======== BRANO SCELTO ========

Mi devo scusare... risolto un corno!   :Evil or Very Mad:   :Evil or Very Mad: 

si, ok.. farà pure più fps, ora.... ma la CPU mi va al 100% come prima!

ho letto che, in teoria, glxgear "dovrebbe" occupare al max un 2% della cpu (dopotutto il lavoro lo fa la scheda video!)

 :Sad: 

idee?

----------

## Wise

anche a me con una 9500 e kernel  2.6.24-gentoo-r3

glxgear va al 100% di CPU.. ma se guardi buona parte di quel 100%

e composto da tempo di sistema.. che penso voglia dire che è passato in esecuzione

di codice del kernel.. penso siano i favolosi driver che ci occupano tutta la cpu..  :Crying or Very sad: 

----------

## ckx3009

con glxgears una delle cpu del mio centrino dual core va all'80% pero' faccio 3000 fps su una mobility radeon X1600 senza nessun problema usando kde 4.1 (con i vari plasma e il compositing attivi).

========

> **CONSEGNA**
Nel brano scelto, quale quota massima della CPU dovrebbe occupare glxgear, secondo quanto ha letto l'autore del primo messaggio? Il materiale riportato qui non serve per svolgere l'esercizio.

======== CONTENUTO DEL DATASET ========

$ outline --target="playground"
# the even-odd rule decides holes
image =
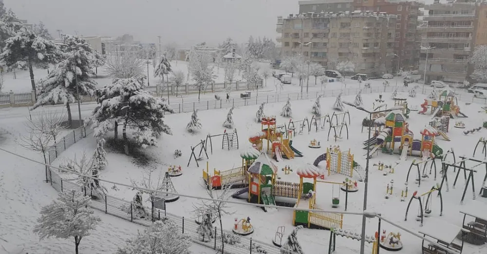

========

> **SOLUZIONE**
In teoria, al massimo un 2% della CPU.